--- begin DATA SECTION ---

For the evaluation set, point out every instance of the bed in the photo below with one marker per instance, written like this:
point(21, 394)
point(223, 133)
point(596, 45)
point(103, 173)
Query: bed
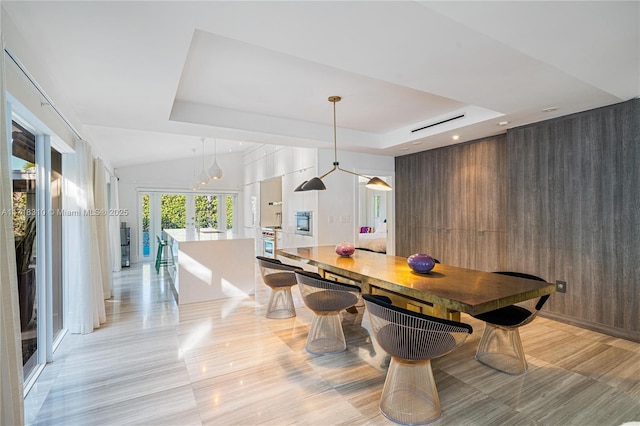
point(373, 241)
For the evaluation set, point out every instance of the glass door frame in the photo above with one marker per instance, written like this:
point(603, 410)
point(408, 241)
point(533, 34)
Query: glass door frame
point(46, 341)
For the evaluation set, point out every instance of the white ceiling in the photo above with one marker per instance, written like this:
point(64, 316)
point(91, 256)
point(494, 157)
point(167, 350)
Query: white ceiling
point(147, 80)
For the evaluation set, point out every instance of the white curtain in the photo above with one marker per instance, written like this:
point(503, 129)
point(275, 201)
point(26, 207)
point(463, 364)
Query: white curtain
point(102, 224)
point(11, 383)
point(85, 296)
point(114, 227)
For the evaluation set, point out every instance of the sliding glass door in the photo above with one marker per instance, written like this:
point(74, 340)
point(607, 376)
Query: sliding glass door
point(25, 228)
point(37, 225)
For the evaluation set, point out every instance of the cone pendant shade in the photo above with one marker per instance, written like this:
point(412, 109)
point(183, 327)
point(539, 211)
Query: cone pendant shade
point(215, 172)
point(316, 183)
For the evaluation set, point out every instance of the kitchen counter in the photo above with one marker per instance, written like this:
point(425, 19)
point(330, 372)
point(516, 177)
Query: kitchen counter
point(205, 265)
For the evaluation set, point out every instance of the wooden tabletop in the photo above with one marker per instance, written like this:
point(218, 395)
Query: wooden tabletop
point(456, 289)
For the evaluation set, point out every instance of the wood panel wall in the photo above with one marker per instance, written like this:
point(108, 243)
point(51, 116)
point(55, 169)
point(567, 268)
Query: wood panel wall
point(451, 203)
point(559, 199)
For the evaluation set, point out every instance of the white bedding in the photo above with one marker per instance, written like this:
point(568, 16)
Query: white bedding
point(376, 241)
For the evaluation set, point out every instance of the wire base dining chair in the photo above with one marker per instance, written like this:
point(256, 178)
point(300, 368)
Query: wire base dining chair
point(326, 299)
point(409, 395)
point(500, 346)
point(279, 277)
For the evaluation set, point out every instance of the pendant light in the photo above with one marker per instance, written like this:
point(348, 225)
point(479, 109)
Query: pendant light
point(196, 184)
point(203, 179)
point(316, 184)
point(215, 172)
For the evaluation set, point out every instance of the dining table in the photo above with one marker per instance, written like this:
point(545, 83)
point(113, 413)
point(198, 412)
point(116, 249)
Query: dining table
point(448, 290)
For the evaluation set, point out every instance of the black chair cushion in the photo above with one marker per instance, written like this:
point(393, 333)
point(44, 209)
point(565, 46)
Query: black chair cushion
point(509, 316)
point(330, 300)
point(414, 344)
point(280, 279)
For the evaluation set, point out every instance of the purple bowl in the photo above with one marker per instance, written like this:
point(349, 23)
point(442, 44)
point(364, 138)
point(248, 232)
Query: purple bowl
point(345, 249)
point(421, 263)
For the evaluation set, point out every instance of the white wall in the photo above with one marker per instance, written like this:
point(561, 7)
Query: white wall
point(175, 175)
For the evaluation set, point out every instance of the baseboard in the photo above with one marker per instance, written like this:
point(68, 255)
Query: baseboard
point(634, 336)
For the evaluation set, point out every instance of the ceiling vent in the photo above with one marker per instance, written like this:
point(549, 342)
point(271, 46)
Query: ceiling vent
point(439, 122)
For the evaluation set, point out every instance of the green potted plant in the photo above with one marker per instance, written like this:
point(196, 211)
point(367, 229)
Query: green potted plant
point(24, 241)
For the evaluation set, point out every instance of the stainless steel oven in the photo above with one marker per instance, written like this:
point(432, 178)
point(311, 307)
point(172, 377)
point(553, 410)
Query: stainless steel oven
point(304, 223)
point(269, 241)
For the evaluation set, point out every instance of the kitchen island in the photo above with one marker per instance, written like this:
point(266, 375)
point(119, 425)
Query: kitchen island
point(208, 264)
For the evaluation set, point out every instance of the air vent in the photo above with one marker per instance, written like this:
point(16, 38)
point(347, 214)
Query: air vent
point(438, 123)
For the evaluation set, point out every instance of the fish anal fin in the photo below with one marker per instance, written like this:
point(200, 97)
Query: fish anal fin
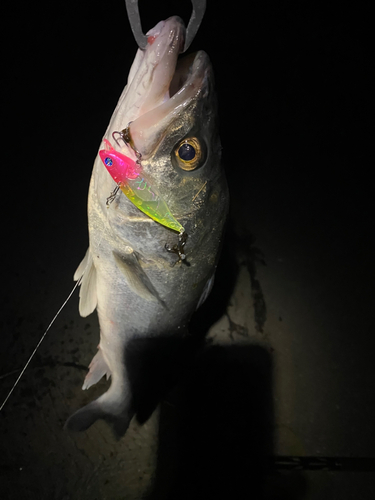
point(97, 369)
point(102, 408)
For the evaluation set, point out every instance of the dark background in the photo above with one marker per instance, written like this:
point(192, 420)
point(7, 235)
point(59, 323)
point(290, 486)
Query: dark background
point(296, 106)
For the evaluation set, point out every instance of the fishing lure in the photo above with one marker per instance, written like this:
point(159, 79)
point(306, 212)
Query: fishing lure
point(132, 181)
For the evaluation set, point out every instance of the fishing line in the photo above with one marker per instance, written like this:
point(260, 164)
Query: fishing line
point(40, 341)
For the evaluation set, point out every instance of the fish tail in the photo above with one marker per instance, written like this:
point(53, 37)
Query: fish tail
point(115, 412)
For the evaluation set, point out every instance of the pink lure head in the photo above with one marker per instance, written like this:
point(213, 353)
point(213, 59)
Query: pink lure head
point(118, 165)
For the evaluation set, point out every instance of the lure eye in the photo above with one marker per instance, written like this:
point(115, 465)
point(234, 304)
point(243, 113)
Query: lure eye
point(188, 153)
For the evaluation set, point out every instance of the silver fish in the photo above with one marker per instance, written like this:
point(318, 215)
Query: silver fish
point(128, 275)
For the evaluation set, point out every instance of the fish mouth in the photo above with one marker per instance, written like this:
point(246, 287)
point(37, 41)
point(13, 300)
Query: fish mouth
point(164, 84)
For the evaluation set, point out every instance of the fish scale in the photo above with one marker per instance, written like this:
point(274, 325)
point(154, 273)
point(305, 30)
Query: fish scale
point(129, 274)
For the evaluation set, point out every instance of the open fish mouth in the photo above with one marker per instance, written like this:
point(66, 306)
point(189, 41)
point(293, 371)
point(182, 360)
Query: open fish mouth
point(160, 85)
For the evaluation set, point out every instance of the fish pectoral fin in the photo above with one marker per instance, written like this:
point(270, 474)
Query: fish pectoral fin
point(97, 369)
point(136, 278)
point(81, 268)
point(206, 291)
point(87, 294)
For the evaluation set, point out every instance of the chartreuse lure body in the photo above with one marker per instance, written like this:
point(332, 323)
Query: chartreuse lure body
point(133, 183)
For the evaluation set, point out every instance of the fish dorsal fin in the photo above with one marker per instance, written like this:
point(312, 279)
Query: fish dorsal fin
point(136, 277)
point(87, 294)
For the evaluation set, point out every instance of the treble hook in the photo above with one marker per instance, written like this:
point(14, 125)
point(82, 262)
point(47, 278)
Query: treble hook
point(199, 8)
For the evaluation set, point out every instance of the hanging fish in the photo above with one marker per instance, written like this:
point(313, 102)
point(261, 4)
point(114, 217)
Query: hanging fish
point(161, 160)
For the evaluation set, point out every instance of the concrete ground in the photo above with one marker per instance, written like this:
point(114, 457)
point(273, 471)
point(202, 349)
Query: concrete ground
point(286, 364)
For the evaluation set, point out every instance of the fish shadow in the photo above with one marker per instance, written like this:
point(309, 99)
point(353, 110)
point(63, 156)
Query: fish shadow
point(216, 431)
point(156, 364)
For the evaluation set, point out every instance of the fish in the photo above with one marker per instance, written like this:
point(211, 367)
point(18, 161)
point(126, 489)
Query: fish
point(157, 207)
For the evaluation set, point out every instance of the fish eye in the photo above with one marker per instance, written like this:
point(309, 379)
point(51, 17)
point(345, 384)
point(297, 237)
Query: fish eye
point(188, 153)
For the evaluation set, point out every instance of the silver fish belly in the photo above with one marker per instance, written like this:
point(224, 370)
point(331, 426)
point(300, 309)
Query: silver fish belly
point(135, 284)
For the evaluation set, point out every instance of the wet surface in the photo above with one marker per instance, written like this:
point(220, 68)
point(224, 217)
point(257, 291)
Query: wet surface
point(287, 364)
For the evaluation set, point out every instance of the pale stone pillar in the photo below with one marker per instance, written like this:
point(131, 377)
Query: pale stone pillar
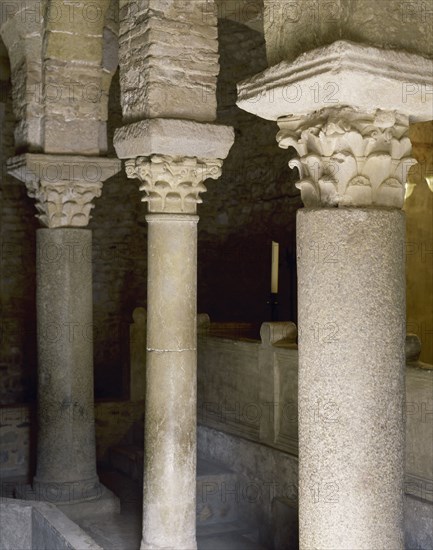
point(172, 186)
point(168, 82)
point(64, 187)
point(66, 461)
point(170, 427)
point(351, 304)
point(353, 159)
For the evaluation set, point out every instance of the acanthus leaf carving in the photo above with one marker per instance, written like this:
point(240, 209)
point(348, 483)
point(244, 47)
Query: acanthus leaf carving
point(173, 184)
point(63, 186)
point(347, 158)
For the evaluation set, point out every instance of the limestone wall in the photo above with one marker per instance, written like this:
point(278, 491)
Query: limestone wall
point(249, 389)
point(17, 273)
point(116, 422)
point(253, 203)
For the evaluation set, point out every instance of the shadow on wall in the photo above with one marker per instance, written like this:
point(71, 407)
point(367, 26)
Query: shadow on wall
point(253, 203)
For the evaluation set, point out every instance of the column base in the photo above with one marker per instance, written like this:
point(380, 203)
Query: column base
point(104, 502)
point(187, 546)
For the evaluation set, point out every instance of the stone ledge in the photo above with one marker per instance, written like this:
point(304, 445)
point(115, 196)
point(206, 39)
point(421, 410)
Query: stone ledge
point(174, 137)
point(342, 74)
point(33, 168)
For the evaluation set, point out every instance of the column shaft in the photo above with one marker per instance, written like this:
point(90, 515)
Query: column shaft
point(351, 377)
point(169, 506)
point(66, 461)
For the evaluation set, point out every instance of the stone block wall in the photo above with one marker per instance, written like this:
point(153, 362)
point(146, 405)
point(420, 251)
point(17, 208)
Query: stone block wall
point(116, 422)
point(15, 441)
point(254, 202)
point(17, 273)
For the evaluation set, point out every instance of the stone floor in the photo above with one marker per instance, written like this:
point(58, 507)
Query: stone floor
point(123, 532)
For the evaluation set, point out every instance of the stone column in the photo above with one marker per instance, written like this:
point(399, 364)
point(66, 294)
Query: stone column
point(64, 188)
point(172, 186)
point(168, 83)
point(353, 159)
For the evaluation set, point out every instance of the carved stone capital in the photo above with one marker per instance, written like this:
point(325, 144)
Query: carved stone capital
point(63, 186)
point(173, 184)
point(347, 158)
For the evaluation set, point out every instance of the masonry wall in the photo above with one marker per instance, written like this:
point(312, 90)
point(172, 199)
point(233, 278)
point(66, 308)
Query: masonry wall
point(253, 203)
point(17, 273)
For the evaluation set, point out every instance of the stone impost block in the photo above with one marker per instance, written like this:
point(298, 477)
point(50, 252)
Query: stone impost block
point(173, 137)
point(63, 186)
point(342, 74)
point(170, 52)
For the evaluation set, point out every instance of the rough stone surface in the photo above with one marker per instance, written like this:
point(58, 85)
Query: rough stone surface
point(347, 158)
point(27, 525)
point(63, 186)
point(137, 339)
point(351, 377)
point(66, 462)
point(170, 58)
point(418, 524)
point(292, 28)
point(419, 238)
point(170, 423)
point(161, 136)
point(342, 74)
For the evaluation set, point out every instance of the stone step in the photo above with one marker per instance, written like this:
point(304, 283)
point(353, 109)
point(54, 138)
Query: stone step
point(217, 487)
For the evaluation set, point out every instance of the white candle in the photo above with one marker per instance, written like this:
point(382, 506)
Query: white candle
point(274, 275)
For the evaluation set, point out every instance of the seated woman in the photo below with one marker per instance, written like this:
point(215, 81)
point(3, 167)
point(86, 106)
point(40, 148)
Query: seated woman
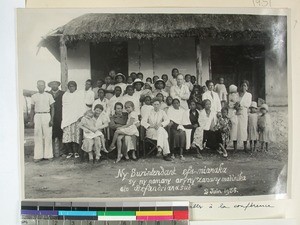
point(178, 134)
point(92, 136)
point(130, 129)
point(154, 123)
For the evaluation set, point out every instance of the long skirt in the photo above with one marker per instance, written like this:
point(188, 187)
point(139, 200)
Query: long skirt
point(71, 133)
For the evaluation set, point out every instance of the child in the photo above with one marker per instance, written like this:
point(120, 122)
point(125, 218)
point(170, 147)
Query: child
point(92, 136)
point(130, 129)
point(252, 126)
point(160, 97)
point(155, 78)
point(222, 129)
point(120, 81)
point(265, 129)
point(188, 82)
point(145, 109)
point(169, 101)
point(149, 79)
point(233, 99)
point(129, 80)
point(221, 89)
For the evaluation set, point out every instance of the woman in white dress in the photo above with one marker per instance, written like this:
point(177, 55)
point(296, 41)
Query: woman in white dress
point(242, 113)
point(155, 122)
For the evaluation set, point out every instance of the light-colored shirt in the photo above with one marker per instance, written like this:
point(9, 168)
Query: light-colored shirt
point(155, 118)
point(103, 102)
point(182, 93)
point(42, 102)
point(214, 99)
point(111, 103)
point(89, 96)
point(222, 92)
point(190, 85)
point(165, 94)
point(109, 87)
point(133, 99)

--- end DATA SECTION ---

Duplicate the lines from the line with "of the baseboard" to the line with "point(439, 122)", including both of those lines.

For the evaluation set, point out every instance of the baseboard in the photo above with one marker per instance, written like this:
point(68, 255)
Query: baseboard
point(634, 336)
For the evaluation set, point out every instance of the ceiling vent in the photo above with one marker per instance, written like this:
point(549, 342)
point(271, 46)
Query: ceiling vent
point(439, 122)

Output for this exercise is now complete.